[Collected data entries]

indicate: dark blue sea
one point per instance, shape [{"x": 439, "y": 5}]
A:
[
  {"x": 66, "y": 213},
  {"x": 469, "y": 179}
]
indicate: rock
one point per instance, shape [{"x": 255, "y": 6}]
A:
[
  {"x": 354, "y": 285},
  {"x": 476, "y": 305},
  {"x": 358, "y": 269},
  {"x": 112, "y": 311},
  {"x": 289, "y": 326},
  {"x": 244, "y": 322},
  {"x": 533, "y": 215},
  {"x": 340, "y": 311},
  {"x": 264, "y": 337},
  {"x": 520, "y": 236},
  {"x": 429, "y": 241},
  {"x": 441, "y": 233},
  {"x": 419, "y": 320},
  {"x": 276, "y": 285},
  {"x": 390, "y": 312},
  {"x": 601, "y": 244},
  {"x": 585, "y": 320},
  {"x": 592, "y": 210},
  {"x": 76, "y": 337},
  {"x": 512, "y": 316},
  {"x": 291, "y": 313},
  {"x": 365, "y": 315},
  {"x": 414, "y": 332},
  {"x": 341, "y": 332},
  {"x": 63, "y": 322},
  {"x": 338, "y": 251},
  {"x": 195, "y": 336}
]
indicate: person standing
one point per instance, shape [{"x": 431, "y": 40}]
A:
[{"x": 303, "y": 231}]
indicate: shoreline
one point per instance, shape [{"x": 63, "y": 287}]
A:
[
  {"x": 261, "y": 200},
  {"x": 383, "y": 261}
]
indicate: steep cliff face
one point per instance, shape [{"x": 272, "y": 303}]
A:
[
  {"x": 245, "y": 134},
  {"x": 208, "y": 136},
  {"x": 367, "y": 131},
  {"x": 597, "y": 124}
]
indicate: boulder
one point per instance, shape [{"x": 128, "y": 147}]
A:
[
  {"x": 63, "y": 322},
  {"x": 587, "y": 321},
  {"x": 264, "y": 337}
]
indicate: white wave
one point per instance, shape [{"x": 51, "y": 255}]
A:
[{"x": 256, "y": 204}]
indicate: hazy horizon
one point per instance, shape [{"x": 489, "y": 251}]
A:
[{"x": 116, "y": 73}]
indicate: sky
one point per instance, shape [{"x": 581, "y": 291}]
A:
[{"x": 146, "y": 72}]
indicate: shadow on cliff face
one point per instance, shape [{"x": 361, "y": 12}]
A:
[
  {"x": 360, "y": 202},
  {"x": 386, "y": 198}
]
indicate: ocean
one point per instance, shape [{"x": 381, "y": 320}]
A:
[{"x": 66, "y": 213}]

WHAT IS NEEDED – Above are some records; repeat all of them exactly.

EXPECTED OUTPUT –
indicate: dark blue sea
one point per instance, shape [{"x": 439, "y": 5}]
A:
[
  {"x": 66, "y": 213},
  {"x": 469, "y": 179}
]
indicate: rock
one point per instance, shape [{"x": 255, "y": 6}]
A:
[
  {"x": 354, "y": 285},
  {"x": 476, "y": 305},
  {"x": 358, "y": 269},
  {"x": 112, "y": 311},
  {"x": 289, "y": 326},
  {"x": 244, "y": 322},
  {"x": 533, "y": 215},
  {"x": 340, "y": 311},
  {"x": 264, "y": 337},
  {"x": 520, "y": 236},
  {"x": 429, "y": 241},
  {"x": 441, "y": 233},
  {"x": 419, "y": 320},
  {"x": 276, "y": 285},
  {"x": 390, "y": 312},
  {"x": 601, "y": 244},
  {"x": 585, "y": 320},
  {"x": 592, "y": 210},
  {"x": 76, "y": 337},
  {"x": 512, "y": 316},
  {"x": 291, "y": 313},
  {"x": 365, "y": 315},
  {"x": 414, "y": 332},
  {"x": 341, "y": 332},
  {"x": 63, "y": 322},
  {"x": 338, "y": 251},
  {"x": 195, "y": 336}
]
indicate: person standing
one point per instance, shape [{"x": 431, "y": 40}]
A:
[{"x": 303, "y": 231}]
indicate: shoreline
one point per instance, shape [{"x": 63, "y": 287}]
A:
[
  {"x": 261, "y": 200},
  {"x": 383, "y": 261}
]
indicate: steep cliff face
one point per instance, shape [{"x": 272, "y": 303}]
A:
[
  {"x": 245, "y": 134},
  {"x": 208, "y": 136},
  {"x": 367, "y": 131},
  {"x": 597, "y": 124}
]
indicate: boulder
one point per instance, shape [{"x": 128, "y": 147}]
A:
[
  {"x": 63, "y": 322},
  {"x": 587, "y": 321},
  {"x": 264, "y": 337}
]
indicate: white wave
one point per instance, shape [{"x": 51, "y": 255}]
A:
[{"x": 256, "y": 204}]
indicate: hazy horizon
one point per instance, shape [{"x": 489, "y": 251}]
A:
[{"x": 116, "y": 73}]
indicate: sky
one point per instance, shape [{"x": 581, "y": 291}]
A:
[{"x": 146, "y": 72}]
indicate: shadow on cliff face
one point per instance, shape [{"x": 361, "y": 12}]
A:
[
  {"x": 360, "y": 202},
  {"x": 386, "y": 198}
]
indicate: ocean
one point per instance, shape [{"x": 381, "y": 320}]
A:
[{"x": 66, "y": 213}]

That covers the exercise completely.